_PROBLEM DETAILS_:
Continue the report on Wynn Resorts' third-quarter 2022 Macau results, picking up after its final sentence.

_EXCERPT_:
Content starts
Wynn Resorts reported a US$162.7.0 million loss from its Macau integrated resorts, Wynn Macau and Wynn Palace, in the three months to 30 September 2022, widened from the US$95.4 million loss recorded in the same period last year.
It was, however, narrowed from the US$185.3 million loss reported in 2Q22.
Wynn’s Macau subsidiary, Wynn Macau Ltd, continues to be impacted by mainland China’s COVID-zero policy, with various lockdowns and border restrictions making travel difficult.
According to Wynn Resorts’ 3Q22 financial results, released Thursday morning (Asia time), revenue from Macau operations fell 62.9% year-on-year and 1.4% sequentially to US$115.6 million. GGR was just 8% of 2019 levels.
Adjusted Property EBITDA was a loss of US$65.6 million, reversing an EBITDA gain of US$10.2 million in 3Q21 although narrowing the US$90.3 million EBITDA loss from 2Q22.
At Wynn Palace, operating revenues fell 58.5% year-on-year to US$75.2 million, with an Adjusted Property EBITDA loss of US$21.8 million.
Content ends
_DATA LISTING_:
Content starts
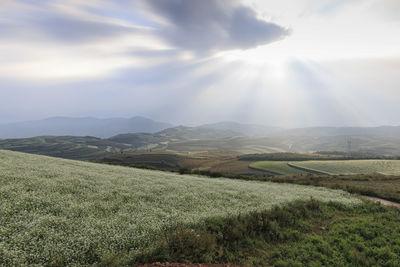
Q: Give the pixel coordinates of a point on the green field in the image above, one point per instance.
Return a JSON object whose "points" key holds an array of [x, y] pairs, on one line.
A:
{"points": [[385, 167], [276, 167], [69, 212]]}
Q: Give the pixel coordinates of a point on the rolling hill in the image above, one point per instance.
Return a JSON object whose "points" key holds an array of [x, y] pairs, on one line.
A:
{"points": [[66, 126], [62, 212]]}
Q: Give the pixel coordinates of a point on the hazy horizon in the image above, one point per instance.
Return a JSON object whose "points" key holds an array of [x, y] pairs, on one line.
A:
{"points": [[277, 63]]}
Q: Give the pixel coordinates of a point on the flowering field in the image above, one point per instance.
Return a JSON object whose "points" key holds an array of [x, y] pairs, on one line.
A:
{"points": [[386, 167], [54, 210]]}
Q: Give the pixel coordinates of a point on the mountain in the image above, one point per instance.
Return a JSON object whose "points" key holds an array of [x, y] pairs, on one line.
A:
{"points": [[69, 147], [62, 126], [243, 129], [175, 134], [393, 131]]}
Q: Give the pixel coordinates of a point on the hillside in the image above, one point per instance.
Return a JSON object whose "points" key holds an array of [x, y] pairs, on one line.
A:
{"points": [[63, 212], [243, 128], [62, 126], [69, 147]]}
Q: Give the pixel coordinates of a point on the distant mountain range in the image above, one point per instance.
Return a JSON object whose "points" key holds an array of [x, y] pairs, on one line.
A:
{"points": [[66, 126], [87, 138]]}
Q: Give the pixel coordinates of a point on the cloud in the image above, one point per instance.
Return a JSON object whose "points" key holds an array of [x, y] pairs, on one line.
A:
{"points": [[213, 25]]}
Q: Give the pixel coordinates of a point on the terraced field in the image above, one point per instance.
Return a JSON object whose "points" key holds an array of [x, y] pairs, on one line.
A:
{"points": [[386, 167], [63, 212], [276, 167]]}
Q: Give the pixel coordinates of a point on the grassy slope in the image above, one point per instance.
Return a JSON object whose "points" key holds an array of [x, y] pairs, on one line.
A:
{"points": [[300, 234], [386, 167], [70, 212], [277, 167], [70, 147]]}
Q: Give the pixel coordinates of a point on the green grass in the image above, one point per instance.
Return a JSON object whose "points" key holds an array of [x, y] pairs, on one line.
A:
{"points": [[276, 167], [70, 147], [63, 212], [386, 167], [300, 234]]}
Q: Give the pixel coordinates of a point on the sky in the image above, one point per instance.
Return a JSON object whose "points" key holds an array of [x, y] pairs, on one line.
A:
{"points": [[280, 63]]}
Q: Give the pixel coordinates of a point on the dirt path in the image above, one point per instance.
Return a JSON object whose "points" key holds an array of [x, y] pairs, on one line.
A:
{"points": [[384, 202]]}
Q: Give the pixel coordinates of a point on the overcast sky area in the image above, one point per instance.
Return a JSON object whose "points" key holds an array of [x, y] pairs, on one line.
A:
{"points": [[280, 63]]}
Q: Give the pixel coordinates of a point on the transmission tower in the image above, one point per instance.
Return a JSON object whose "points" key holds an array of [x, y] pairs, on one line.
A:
{"points": [[349, 145]]}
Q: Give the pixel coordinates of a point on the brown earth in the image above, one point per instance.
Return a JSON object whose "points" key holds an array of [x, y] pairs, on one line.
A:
{"points": [[384, 202]]}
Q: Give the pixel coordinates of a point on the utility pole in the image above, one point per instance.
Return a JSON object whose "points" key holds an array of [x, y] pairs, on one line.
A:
{"points": [[349, 145]]}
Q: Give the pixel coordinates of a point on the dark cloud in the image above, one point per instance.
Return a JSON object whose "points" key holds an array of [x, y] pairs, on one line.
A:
{"points": [[212, 25], [57, 25]]}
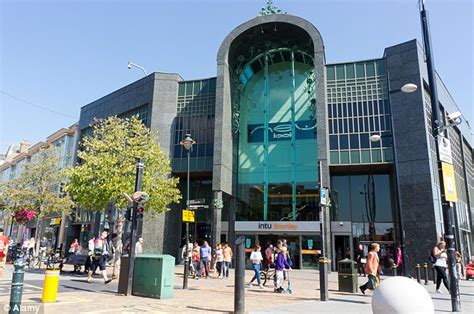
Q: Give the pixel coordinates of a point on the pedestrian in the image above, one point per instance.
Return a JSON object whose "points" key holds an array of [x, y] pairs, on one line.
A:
{"points": [[204, 254], [139, 246], [398, 257], [459, 267], [281, 264], [74, 248], [100, 252], [360, 259], [372, 268], [269, 256], [4, 242], [256, 259], [195, 259], [439, 252], [227, 256], [219, 260]]}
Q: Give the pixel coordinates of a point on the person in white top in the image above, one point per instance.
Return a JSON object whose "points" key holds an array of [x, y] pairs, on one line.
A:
{"points": [[219, 260], [256, 258], [439, 252]]}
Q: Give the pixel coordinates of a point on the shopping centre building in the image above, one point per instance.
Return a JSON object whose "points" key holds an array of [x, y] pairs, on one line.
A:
{"points": [[276, 121]]}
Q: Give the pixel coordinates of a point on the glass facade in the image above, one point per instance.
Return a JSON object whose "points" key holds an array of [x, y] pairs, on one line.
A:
{"points": [[195, 115], [277, 147], [358, 107]]}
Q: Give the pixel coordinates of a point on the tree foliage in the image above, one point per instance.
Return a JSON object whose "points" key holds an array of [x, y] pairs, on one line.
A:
{"points": [[38, 185], [107, 166]]}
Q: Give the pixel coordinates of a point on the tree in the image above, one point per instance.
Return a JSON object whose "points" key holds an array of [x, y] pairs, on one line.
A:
{"points": [[107, 167], [38, 187]]}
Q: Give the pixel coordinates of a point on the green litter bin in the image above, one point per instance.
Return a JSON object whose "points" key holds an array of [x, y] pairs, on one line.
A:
{"points": [[347, 275], [153, 276]]}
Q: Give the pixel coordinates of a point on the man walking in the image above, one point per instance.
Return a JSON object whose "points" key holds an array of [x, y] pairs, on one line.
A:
{"points": [[372, 268], [205, 254], [100, 251], [3, 252]]}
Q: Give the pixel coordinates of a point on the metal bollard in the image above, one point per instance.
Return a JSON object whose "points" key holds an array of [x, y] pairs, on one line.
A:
{"points": [[425, 266], [17, 286], [418, 273]]}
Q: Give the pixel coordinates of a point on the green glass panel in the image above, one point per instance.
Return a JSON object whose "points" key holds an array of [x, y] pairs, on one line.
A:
{"points": [[388, 154], [355, 157], [344, 157], [197, 87], [330, 73], [365, 154], [181, 89], [370, 68], [340, 72], [360, 70], [380, 67], [376, 155], [334, 158], [350, 70], [189, 88]]}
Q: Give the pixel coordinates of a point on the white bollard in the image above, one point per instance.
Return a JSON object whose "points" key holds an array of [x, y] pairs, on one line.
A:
{"points": [[401, 295]]}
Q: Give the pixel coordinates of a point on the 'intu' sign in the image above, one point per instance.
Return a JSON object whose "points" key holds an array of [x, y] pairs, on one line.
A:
{"points": [[282, 131]]}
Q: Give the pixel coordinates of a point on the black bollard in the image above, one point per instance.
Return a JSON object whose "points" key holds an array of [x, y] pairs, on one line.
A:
{"points": [[17, 286], [425, 266], [418, 273], [239, 292]]}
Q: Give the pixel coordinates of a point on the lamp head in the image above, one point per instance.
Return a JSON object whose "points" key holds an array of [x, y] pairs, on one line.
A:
{"points": [[187, 142]]}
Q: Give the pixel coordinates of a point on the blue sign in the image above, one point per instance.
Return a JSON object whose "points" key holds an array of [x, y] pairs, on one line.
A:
{"points": [[281, 131]]}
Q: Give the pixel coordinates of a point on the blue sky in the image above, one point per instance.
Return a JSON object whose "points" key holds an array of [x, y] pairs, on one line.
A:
{"points": [[64, 54]]}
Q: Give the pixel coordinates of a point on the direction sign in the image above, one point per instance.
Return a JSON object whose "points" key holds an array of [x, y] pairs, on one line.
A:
{"points": [[188, 215], [199, 201]]}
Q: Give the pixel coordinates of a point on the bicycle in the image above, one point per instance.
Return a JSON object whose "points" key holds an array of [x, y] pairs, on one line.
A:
{"points": [[267, 274]]}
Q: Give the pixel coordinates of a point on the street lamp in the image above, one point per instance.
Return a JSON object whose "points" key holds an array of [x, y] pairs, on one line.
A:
{"points": [[407, 88], [131, 64], [188, 144]]}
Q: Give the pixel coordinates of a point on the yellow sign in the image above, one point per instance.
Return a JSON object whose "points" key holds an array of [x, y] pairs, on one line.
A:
{"points": [[188, 215], [449, 182]]}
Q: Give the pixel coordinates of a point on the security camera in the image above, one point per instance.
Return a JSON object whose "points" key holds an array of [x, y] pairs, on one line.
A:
{"points": [[454, 117]]}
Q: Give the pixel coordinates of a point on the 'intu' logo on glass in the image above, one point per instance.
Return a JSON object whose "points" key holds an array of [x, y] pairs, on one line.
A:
{"points": [[282, 131]]}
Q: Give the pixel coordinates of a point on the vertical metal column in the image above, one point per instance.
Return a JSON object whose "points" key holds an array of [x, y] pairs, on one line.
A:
{"points": [[265, 140], [133, 236], [293, 138], [436, 125]]}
Content ends
_OUTPUT_:
Wynn Macau, located on the Macau peninsula, saw operating revenues decline by 69.1% to US$40.4 million with an Adjusted Property EBITDA loss of US$43.8 million.
“In Macau, while COVID-related travel restrictions continued to negatively impact our results, we were pleased to experience encouraging pockets of demand during the recent October holiday period,” said Wynn Resorts CEO Craig Billings.
“We remain confident that the market will benefit from the return of visitation over time.”
Group-wide, the Macau performance dragged Wynn Resorts to a US$142.9 million loss for the quarter – despite the company reporting record 3Q22 Adjusted Property EBITDA at Wynn Las Vegas and Encore Boston Harbor.
Operating revenues for Wynn Resorts declined by 10.5% to US$889.7 million.